[Recorded data]
**********

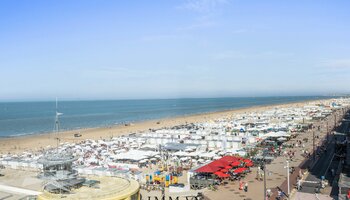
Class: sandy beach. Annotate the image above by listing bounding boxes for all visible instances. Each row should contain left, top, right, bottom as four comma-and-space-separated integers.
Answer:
0, 100, 319, 154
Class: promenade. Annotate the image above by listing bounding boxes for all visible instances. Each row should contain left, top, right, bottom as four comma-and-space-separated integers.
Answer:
203, 108, 345, 200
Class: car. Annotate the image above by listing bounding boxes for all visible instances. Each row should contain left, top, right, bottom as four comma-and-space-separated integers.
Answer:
169, 183, 185, 188
74, 133, 82, 137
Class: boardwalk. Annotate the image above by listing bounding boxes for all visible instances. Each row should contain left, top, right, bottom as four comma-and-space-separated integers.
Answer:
203, 109, 345, 200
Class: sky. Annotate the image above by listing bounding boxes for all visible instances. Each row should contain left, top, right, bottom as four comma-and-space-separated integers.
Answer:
0, 0, 350, 101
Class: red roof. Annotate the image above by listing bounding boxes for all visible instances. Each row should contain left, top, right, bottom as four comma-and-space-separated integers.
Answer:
195, 156, 245, 174
195, 165, 220, 173
220, 156, 239, 163
209, 160, 230, 168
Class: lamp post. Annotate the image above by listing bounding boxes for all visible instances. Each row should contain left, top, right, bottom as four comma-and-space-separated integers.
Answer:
261, 150, 267, 200
284, 160, 290, 195
261, 161, 267, 200
326, 121, 329, 141
313, 131, 316, 162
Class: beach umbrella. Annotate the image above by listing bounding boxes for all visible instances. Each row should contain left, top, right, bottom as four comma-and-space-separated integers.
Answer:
216, 172, 230, 178
234, 167, 248, 174
231, 161, 241, 167
243, 159, 252, 163
214, 171, 223, 176
221, 168, 229, 173
245, 162, 253, 167
224, 165, 232, 169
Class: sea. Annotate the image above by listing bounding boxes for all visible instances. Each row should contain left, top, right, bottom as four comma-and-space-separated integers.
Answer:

**********

Task statement:
Restate every line above exactly, omitting images.

Output for this exercise:
Class: sandy beach. Annotate the image above by listing bounding boxes for all visible instances. Each row should contain left, top, right, bottom as four comma-and-space-separated integers.
Answer:
0, 100, 319, 154
Class: promenade. Annotate the image above by listing bounding boxes for all visible instances. Each row should contain left, top, right, bottom as four comma-and-space-separated integers.
Answer:
203, 108, 345, 200
Class: car. Annotate the image above by listing bounding boxes for all visible instances. Each row should contain left, top, right, bottom as four comma-and-space-separated integers.
Answer:
169, 183, 185, 188
74, 133, 82, 137
Class: boardwalk. Annotate the image above by listing bounding boxes for all visible instances. Each row should contain left, top, right, bottom as four comma-and-space-separated integers.
Answer:
203, 109, 345, 200
Class: sky. Annotate the image above by listing bounding boxes for all visible instances. Each row should contain left, top, right, bottom as four comma-and-space-separated integers.
Answer:
0, 0, 350, 101
Class: red roof. Annotate the image above by listing bounding boxes for all visible instances. Each row should contain left, top, right, bottom as four comma-and-space-separated integers.
Answer:
195, 156, 245, 174
195, 165, 220, 173
220, 156, 239, 163
209, 160, 230, 168
Class: lamp post. Annotate the image above by listing bounding boxes for all visible instances. Each row should contain left, top, right, bottom as four comma-and-space-separated integers.
Answer:
261, 150, 267, 200
284, 160, 290, 195
261, 161, 267, 200
326, 121, 329, 141
313, 131, 316, 162
Class: beach umbrella. Annotate the image above by listing bounding boxes for all visible instances. Each row should contain left, top, right, bottom as four comma-and-space-separated integers.
Answer:
216, 172, 230, 178
234, 167, 248, 174
231, 161, 241, 167
243, 159, 252, 163
214, 171, 223, 176
221, 168, 229, 173
245, 162, 253, 167
224, 165, 232, 169
Class: sea. Annotate the image above by listing bounding boxes for all visible instances. Each row should contain left, top, right, bottom as four comma-and-space-separated integers.
Answer:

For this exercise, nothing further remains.